- **Task prompt**
Starting with the line that contains "Quick check — is the driveway" and going on through the line that contains "227, 27, 250, 46", format those lines of the records as a JSON list of strings, one string per line, with blank lines omitted.
:: Extracted data
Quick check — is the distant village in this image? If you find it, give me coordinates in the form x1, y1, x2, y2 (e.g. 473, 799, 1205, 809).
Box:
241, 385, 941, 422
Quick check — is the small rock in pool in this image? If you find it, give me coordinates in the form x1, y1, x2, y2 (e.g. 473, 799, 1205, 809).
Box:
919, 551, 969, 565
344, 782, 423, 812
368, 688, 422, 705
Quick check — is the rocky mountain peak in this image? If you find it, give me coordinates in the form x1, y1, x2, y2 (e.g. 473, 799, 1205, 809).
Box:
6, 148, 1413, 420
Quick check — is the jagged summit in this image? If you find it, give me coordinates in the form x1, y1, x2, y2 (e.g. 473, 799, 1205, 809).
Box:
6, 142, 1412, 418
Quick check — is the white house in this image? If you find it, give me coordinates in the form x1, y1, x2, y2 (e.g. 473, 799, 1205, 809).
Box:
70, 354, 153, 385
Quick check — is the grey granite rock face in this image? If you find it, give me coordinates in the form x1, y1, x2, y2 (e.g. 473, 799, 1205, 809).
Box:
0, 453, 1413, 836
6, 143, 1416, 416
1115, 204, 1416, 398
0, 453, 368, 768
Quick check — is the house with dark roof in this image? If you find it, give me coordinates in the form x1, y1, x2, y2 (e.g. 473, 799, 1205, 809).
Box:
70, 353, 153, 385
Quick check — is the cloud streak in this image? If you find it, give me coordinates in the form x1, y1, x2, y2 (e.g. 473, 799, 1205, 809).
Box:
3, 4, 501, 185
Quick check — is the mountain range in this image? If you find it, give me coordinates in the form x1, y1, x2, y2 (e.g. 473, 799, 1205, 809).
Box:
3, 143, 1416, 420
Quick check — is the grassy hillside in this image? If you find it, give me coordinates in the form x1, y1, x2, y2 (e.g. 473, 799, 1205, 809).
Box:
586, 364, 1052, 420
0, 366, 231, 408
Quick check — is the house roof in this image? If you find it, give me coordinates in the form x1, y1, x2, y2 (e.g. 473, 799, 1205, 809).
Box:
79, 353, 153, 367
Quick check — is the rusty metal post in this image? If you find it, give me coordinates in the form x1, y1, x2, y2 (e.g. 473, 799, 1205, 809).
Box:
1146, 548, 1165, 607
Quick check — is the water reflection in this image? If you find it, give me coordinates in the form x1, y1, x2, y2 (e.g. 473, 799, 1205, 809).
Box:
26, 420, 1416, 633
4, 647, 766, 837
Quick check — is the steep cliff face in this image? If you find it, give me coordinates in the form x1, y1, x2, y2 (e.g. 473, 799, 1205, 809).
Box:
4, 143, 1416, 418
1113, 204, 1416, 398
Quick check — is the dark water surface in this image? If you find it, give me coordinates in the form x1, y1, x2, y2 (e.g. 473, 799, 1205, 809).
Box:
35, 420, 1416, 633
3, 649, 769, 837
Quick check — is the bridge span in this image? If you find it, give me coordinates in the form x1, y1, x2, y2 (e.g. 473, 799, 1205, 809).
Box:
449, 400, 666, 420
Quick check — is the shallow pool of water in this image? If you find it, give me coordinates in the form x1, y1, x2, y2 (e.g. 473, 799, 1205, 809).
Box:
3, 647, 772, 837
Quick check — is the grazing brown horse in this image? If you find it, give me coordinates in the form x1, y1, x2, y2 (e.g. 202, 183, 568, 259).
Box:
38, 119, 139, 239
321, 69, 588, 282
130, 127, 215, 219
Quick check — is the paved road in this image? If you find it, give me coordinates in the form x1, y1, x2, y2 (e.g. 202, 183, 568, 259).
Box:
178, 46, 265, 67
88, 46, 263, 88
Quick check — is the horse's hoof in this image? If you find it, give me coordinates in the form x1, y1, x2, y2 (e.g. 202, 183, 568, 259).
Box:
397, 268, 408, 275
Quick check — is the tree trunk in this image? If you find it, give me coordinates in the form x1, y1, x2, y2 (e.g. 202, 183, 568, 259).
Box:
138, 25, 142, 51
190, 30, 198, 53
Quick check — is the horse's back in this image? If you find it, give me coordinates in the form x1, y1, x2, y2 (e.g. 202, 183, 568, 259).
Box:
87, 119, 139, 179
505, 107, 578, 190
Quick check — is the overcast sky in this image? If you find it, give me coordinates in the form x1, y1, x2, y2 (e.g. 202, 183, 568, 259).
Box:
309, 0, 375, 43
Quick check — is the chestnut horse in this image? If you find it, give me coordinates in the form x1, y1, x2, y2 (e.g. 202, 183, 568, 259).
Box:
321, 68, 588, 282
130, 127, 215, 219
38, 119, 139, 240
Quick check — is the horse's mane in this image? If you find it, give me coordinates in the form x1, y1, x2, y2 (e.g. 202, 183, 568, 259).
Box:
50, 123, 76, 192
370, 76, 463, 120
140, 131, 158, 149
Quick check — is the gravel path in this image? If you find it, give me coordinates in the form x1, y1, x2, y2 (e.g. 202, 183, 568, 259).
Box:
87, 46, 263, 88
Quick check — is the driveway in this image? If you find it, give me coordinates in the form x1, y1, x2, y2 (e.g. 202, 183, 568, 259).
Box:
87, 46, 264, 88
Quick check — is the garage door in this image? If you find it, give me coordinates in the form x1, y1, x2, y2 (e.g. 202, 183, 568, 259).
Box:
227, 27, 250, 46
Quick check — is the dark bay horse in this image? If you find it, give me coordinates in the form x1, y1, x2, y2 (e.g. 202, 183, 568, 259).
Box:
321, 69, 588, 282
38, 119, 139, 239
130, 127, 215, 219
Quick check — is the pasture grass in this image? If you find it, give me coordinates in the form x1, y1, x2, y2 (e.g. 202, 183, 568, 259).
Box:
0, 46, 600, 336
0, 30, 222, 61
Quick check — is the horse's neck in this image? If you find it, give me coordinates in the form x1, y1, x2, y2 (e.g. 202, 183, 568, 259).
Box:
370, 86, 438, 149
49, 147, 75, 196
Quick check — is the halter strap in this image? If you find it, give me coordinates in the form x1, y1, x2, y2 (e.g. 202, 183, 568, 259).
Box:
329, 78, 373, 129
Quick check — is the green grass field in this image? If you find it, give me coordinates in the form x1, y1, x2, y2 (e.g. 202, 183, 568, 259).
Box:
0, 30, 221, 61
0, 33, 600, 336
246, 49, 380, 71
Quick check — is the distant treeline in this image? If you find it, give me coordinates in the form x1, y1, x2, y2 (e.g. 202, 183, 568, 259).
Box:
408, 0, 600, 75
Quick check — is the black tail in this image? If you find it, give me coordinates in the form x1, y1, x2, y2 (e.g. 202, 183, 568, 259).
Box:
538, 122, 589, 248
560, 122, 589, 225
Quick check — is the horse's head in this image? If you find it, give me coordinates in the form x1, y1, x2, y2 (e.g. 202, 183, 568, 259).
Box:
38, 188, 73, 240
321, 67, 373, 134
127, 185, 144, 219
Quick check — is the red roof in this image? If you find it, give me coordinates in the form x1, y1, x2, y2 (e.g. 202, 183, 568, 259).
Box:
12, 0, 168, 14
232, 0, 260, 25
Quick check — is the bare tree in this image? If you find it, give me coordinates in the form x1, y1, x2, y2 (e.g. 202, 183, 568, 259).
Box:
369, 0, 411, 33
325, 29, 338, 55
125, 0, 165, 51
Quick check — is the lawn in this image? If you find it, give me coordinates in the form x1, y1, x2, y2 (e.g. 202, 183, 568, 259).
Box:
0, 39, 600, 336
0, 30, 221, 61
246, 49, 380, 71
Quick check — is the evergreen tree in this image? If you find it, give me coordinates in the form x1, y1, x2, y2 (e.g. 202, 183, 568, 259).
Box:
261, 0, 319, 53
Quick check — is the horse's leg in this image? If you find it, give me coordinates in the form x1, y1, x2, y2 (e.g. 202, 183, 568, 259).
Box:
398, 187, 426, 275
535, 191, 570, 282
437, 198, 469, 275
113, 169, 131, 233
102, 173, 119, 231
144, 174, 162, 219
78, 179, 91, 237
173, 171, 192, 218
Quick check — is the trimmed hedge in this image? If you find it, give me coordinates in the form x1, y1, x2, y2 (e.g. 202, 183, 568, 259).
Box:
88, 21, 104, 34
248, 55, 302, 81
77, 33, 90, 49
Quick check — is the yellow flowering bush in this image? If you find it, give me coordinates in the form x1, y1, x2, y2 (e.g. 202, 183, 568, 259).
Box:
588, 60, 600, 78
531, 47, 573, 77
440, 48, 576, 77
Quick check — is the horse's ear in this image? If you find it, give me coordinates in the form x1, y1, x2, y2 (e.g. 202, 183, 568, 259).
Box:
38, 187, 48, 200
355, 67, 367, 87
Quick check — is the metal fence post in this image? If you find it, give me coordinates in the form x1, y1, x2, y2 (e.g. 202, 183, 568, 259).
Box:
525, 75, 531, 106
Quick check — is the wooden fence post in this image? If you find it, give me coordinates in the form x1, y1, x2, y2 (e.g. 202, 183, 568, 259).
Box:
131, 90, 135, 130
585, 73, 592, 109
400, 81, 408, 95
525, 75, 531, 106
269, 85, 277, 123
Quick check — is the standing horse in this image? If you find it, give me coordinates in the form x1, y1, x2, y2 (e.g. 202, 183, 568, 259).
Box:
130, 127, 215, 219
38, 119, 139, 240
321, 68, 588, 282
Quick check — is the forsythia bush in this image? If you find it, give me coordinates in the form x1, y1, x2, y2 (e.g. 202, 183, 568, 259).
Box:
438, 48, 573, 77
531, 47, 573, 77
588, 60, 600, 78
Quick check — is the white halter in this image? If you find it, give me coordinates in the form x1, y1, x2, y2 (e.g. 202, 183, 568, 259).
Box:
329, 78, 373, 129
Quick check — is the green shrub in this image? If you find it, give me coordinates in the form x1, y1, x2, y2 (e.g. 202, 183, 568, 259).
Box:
::::
- **Task answer**
[
  "Quick check — is the driveway in this image? If you find it, give me coordinates in the form x1, y1, x2, y2 (e.g. 202, 183, 568, 259).",
  "Box:",
  "87, 46, 264, 88",
  "Quick check — is the garage door in this image? If you find it, give me coordinates in the form x1, y1, x2, y2 (e.g. 202, 183, 568, 259).",
  "Box:",
  "227, 27, 250, 46"
]